# [Given text]
WASHINGTON — The present acrimonious controversy that Lawrence
H. Summers, the president of Harvard University, finds himself in
reminds me of something I have suspected for years. The First
Amendment’s guarantee of free speech is a reactionary blight
inimical to all true progressives and certain to be formally
eliminated from the Constitution as soon as progressives again gain
ascendancy.
There have been times when progressives, or liberals as they are
often called, championed free speech, for instance, in the early
days of the Cold War and during youthful protests in the 1960s. In
the early days of the Cold War progressives favored the right of
Communists to denounce America as they often did, particularly on
college campuses. In the 1960s progressives favored the right of
youthful idealists to use the F-word. At the University of
California at Berkeley, something called the Free Speech Movement
rose up dedicated to the freest possible use of the F-word. So
successful were these idealists that I am told today on college
campuses the F-word is often employed by professors in their
lectures, often as a punctuation mark. I think I learned that from
Tom Wolfe’s new book I Am Charlotte Simmons.

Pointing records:
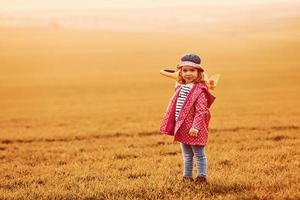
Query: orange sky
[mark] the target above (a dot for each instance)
(142, 15)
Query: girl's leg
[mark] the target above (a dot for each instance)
(201, 160)
(188, 155)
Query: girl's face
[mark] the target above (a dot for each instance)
(189, 74)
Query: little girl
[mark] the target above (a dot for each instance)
(187, 116)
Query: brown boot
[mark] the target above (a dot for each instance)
(201, 180)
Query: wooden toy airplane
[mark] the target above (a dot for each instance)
(211, 82)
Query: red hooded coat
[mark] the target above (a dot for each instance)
(194, 114)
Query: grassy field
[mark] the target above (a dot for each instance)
(80, 113)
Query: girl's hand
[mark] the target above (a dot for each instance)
(193, 132)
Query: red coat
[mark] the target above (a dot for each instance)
(194, 114)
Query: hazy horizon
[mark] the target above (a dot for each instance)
(141, 15)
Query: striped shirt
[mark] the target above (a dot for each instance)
(184, 91)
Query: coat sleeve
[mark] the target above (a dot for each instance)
(202, 114)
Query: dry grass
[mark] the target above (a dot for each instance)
(80, 113)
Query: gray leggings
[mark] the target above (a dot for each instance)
(188, 153)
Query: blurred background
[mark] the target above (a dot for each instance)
(92, 67)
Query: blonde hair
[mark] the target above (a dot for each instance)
(199, 79)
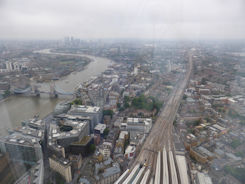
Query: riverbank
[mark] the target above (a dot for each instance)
(15, 109)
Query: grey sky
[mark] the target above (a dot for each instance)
(184, 19)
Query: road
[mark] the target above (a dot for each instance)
(161, 133)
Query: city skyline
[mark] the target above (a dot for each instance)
(94, 19)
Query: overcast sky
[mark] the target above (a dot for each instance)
(178, 19)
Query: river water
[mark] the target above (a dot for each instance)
(16, 109)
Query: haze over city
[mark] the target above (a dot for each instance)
(122, 91)
(88, 19)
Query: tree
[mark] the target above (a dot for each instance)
(108, 112)
(92, 148)
(106, 131)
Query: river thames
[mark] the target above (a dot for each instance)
(16, 109)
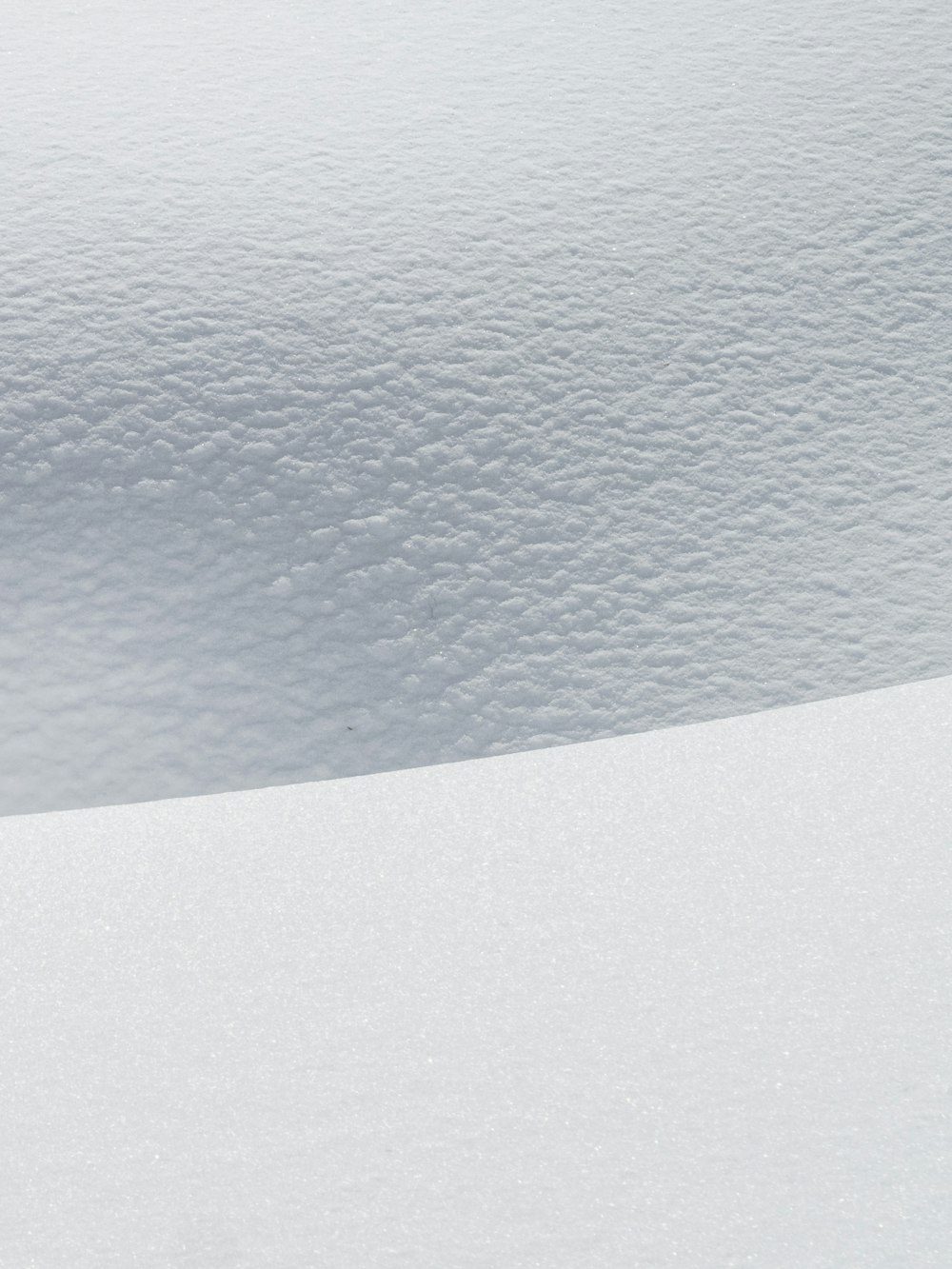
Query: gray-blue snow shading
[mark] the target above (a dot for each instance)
(394, 384)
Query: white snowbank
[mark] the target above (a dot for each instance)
(396, 381)
(682, 999)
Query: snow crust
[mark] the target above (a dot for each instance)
(681, 999)
(395, 382)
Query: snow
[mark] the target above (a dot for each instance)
(396, 382)
(676, 999)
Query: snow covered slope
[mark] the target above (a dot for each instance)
(396, 381)
(681, 999)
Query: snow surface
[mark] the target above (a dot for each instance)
(681, 999)
(395, 382)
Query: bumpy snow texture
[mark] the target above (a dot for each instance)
(396, 382)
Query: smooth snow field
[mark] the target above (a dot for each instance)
(677, 1001)
(396, 381)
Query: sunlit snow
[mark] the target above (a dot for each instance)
(677, 1001)
(396, 381)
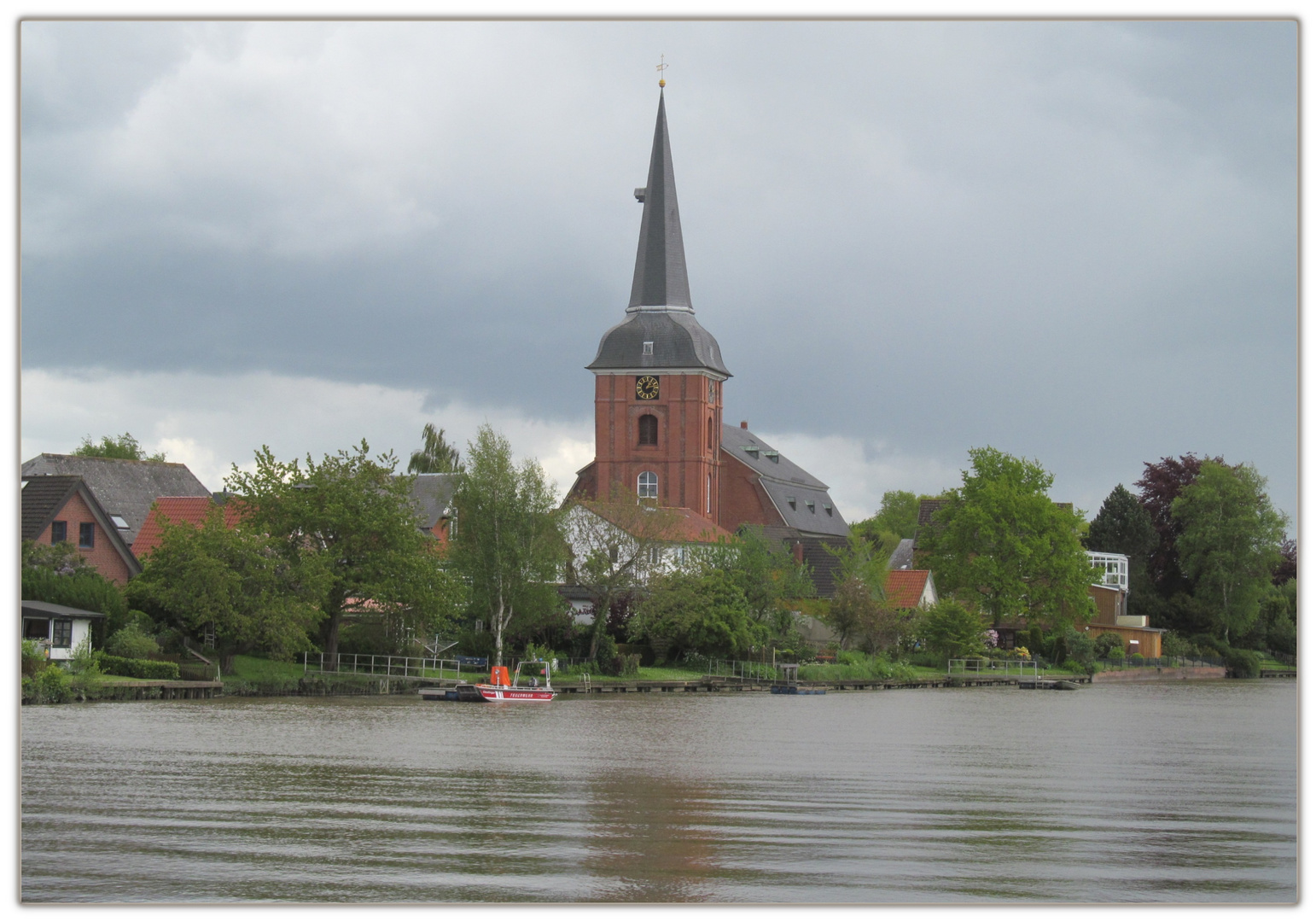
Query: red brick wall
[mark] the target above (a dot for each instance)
(102, 555)
(682, 458)
(742, 498)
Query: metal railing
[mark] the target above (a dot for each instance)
(371, 664)
(1004, 668)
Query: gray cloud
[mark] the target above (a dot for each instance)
(1074, 242)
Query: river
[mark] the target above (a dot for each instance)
(1184, 792)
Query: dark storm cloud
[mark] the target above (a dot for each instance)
(1074, 242)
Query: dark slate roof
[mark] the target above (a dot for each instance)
(51, 610)
(783, 480)
(902, 558)
(45, 495)
(660, 311)
(432, 495)
(123, 487)
(43, 498)
(679, 342)
(661, 260)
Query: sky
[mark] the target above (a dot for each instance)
(1073, 242)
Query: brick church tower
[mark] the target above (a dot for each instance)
(658, 374)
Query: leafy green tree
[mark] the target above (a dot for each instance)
(706, 613)
(510, 544)
(347, 516)
(434, 456)
(124, 446)
(952, 630)
(235, 581)
(1229, 541)
(898, 516)
(1003, 546)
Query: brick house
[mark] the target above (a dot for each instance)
(63, 509)
(660, 397)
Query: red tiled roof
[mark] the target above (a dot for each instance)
(192, 510)
(905, 587)
(686, 524)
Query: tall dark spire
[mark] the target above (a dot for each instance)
(660, 281)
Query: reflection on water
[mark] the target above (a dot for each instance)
(1180, 793)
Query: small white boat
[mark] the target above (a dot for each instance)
(502, 688)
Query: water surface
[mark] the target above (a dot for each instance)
(1172, 792)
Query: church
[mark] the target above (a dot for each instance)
(660, 400)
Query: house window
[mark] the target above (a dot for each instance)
(62, 633)
(646, 485)
(648, 429)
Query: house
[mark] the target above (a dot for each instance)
(124, 489)
(658, 398)
(62, 507)
(911, 589)
(432, 495)
(174, 510)
(58, 628)
(638, 540)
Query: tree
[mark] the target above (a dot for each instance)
(1005, 547)
(235, 581)
(352, 516)
(436, 456)
(696, 611)
(1160, 487)
(616, 546)
(510, 544)
(124, 446)
(1229, 541)
(952, 630)
(1123, 526)
(896, 516)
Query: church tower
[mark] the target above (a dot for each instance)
(658, 374)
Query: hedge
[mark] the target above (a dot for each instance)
(119, 665)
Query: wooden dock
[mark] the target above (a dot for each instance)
(720, 686)
(143, 689)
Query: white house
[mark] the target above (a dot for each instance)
(58, 628)
(629, 543)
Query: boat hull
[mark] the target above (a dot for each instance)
(504, 693)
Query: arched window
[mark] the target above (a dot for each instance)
(646, 485)
(648, 429)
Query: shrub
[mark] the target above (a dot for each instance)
(50, 686)
(33, 660)
(119, 665)
(1241, 664)
(131, 643)
(1109, 645)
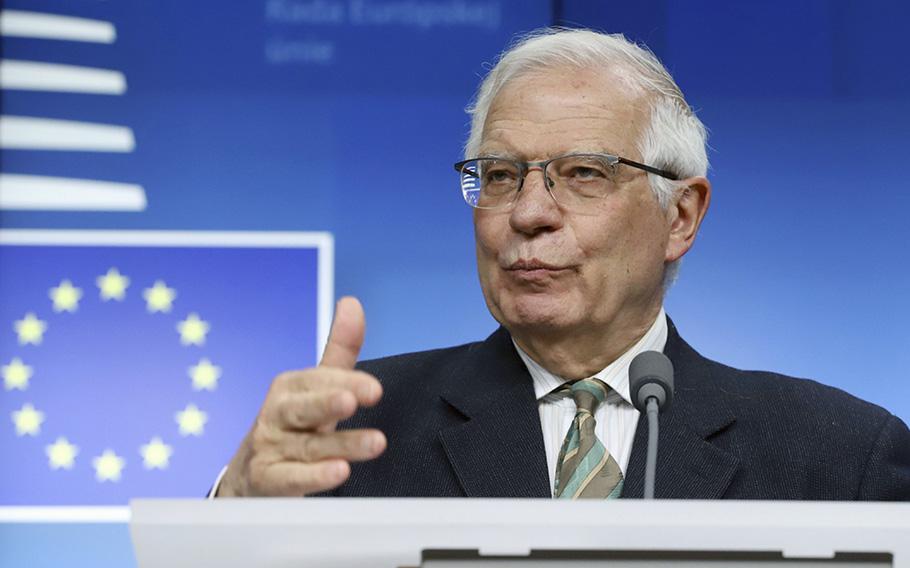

# [What this task involves]
Resume the column on free speech and progressives, picking up right after its final sentence.

# [Result of the task]
Now times have changed and progressives are the most prominent
opponents of free speech, especially on campus. This has gotten
Summers in his present predicament. He is not keeping up with
intellectual fashion. Some years ago he created an enormous furor
by denouncing anti-Semitism as it is practiced on campus. Then he
made bold to state that a Harvard faculty member’s scholarly
writing was not very scholarly. Now he has said that there are
“innate” differences between men and women. He said this at a
scholarly meeting. There were progressives there. They were
furious.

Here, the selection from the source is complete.